Ermittle in den Einträgen unten jede Zeile, in der das Wort "cross" vorkommt, und schreibe diese Zeilen vollständig ab.

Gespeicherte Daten
↓↓↓
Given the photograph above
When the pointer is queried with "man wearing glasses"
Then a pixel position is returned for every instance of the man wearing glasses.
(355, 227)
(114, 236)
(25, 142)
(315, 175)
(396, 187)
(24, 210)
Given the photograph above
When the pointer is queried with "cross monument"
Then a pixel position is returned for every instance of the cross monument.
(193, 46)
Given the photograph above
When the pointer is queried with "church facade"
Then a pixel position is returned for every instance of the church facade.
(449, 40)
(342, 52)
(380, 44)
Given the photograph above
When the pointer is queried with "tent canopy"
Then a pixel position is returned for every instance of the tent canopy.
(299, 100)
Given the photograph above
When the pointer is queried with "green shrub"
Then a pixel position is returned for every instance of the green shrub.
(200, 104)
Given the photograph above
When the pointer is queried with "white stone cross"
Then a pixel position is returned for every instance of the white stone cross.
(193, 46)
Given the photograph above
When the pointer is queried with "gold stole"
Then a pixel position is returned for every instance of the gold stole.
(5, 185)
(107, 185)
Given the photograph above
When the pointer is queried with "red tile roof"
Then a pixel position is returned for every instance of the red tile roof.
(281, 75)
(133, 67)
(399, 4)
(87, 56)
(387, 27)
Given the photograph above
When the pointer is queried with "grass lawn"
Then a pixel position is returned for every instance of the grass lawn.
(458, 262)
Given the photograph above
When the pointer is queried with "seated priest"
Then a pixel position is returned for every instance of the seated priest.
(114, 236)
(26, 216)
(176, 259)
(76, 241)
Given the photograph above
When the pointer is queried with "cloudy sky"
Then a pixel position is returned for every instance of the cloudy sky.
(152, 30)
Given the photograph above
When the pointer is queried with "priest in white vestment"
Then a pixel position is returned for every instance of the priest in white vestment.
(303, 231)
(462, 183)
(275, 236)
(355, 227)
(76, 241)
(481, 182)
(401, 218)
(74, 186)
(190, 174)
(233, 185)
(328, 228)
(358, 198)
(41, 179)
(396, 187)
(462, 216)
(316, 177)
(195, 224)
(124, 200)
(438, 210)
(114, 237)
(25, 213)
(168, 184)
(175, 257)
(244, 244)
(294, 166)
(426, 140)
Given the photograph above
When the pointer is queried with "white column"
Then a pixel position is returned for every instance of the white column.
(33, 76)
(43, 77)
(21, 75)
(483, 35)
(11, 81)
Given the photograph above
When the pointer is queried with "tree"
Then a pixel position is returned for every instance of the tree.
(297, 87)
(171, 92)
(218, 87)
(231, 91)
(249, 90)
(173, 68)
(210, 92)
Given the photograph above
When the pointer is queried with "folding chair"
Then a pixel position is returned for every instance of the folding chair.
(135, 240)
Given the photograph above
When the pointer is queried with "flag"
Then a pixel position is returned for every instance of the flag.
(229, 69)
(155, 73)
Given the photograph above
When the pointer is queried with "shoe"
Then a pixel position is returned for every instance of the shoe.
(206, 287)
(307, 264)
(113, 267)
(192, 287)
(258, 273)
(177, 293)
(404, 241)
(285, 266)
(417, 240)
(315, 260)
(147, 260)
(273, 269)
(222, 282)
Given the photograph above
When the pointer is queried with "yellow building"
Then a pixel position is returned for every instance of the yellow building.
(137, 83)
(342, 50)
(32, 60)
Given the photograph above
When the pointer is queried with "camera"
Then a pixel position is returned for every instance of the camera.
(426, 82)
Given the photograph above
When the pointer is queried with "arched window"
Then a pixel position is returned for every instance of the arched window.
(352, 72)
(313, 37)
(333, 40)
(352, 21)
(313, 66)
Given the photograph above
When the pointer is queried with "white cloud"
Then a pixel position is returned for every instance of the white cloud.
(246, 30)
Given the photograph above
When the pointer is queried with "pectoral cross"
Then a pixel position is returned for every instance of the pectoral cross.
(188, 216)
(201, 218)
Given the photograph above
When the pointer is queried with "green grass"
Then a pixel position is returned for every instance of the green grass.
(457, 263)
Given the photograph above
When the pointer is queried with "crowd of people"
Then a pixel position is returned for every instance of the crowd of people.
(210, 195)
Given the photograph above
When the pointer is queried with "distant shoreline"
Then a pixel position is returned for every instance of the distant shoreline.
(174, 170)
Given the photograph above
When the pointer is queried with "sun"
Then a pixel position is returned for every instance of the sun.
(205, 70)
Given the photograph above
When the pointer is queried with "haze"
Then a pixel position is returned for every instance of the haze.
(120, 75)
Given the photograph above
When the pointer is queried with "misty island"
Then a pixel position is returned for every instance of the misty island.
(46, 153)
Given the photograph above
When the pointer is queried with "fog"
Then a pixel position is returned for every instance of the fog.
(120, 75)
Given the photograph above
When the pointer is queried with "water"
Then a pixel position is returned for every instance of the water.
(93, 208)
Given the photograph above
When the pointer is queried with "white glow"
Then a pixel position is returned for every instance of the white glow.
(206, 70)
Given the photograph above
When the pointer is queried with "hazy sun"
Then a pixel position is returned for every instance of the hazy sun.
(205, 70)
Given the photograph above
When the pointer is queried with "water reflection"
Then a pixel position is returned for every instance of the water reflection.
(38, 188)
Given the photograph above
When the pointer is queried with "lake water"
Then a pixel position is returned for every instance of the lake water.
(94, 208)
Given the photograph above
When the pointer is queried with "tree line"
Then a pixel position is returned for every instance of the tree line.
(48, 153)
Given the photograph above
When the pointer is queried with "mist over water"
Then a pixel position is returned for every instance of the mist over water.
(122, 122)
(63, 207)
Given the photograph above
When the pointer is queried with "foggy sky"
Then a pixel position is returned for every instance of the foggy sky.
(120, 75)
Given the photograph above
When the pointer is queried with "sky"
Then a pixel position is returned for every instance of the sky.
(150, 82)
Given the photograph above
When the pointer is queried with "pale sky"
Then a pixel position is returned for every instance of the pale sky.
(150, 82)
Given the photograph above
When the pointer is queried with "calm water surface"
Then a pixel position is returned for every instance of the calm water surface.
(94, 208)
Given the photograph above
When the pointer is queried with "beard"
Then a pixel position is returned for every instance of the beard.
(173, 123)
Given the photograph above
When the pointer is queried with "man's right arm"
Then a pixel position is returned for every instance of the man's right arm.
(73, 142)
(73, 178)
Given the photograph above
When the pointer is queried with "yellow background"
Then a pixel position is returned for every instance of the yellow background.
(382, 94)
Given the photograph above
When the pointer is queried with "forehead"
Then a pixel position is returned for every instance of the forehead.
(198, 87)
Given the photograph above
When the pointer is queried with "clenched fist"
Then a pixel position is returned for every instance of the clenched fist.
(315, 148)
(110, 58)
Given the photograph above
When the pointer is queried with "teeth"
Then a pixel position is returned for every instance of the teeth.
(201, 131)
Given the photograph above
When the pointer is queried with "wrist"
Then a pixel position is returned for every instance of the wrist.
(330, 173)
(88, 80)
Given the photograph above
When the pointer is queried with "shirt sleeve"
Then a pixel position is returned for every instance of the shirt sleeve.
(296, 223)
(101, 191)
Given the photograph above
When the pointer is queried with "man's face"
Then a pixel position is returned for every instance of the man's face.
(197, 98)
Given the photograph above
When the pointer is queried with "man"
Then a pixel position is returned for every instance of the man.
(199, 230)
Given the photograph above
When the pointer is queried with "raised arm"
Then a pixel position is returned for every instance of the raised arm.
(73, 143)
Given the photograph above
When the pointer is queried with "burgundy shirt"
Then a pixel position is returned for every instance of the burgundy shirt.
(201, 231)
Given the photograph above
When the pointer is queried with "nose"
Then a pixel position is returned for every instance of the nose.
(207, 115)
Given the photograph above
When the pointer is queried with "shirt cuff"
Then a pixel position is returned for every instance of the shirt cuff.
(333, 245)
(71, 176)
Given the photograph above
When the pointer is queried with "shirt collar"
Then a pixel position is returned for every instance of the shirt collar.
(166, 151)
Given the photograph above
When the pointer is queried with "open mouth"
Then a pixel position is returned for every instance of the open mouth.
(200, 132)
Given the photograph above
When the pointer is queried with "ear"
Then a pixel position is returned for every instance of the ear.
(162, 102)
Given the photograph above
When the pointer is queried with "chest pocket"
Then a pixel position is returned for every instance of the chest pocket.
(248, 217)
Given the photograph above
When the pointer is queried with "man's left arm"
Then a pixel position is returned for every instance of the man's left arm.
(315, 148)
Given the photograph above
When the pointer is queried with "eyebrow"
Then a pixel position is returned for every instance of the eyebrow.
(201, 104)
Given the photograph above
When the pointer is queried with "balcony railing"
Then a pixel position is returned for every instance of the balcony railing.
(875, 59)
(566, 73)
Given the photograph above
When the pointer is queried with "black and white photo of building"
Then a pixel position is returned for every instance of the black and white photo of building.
↑↑↑
[DIE ANTWORT]:
When the pointer is queried with "cross monument"
Then a pixel position is returned for every instance of the cross monument.
When the pointer is queried with "white stone cross"
Then a pixel position is returned for every instance of the white stone cross.
When the pointer is queried with "pectoral cross"
Then a pixel position is returned for every instance of the pectoral cross.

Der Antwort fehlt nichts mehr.